Work instructions:
Transcribe the data exactly, pictures excluded.

Start of Block

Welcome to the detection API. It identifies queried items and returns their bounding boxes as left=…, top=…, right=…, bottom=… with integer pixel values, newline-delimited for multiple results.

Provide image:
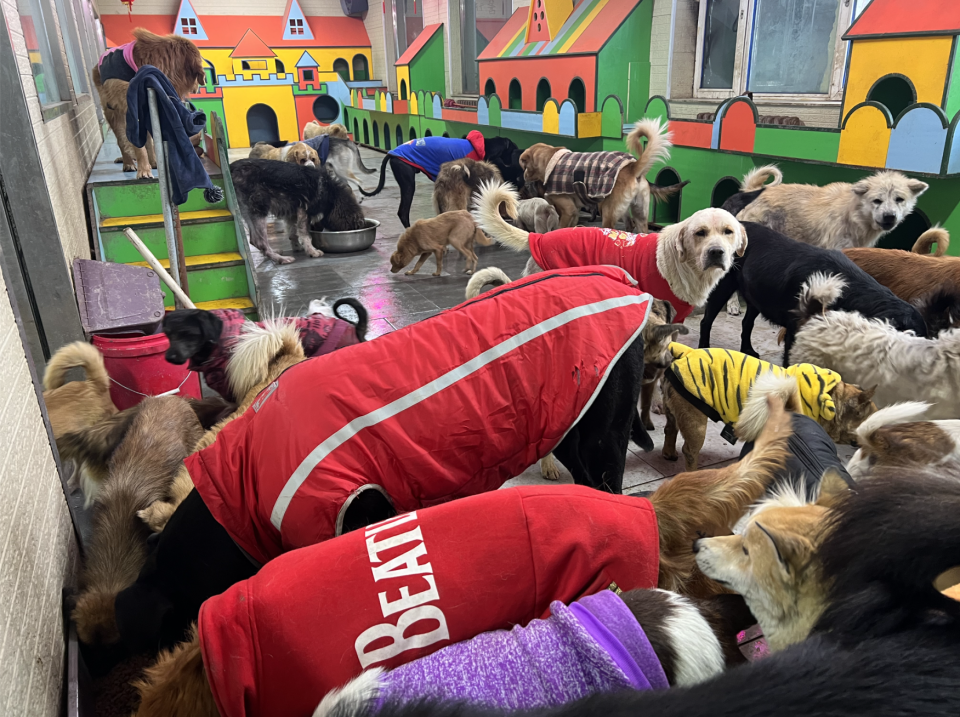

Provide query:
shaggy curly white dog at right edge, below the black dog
left=793, top=274, right=960, bottom=419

End of Block

Response to this exercise:
Welcome to the detection API. It identifies queried items and returns their bounding boxes as left=…, top=…, right=…, bottom=… with integer pixel values, newline-delimited for multiple results.

Provide image:

Provide query:
shaggy curly white dog at right edge, below the black dog
left=793, top=274, right=960, bottom=419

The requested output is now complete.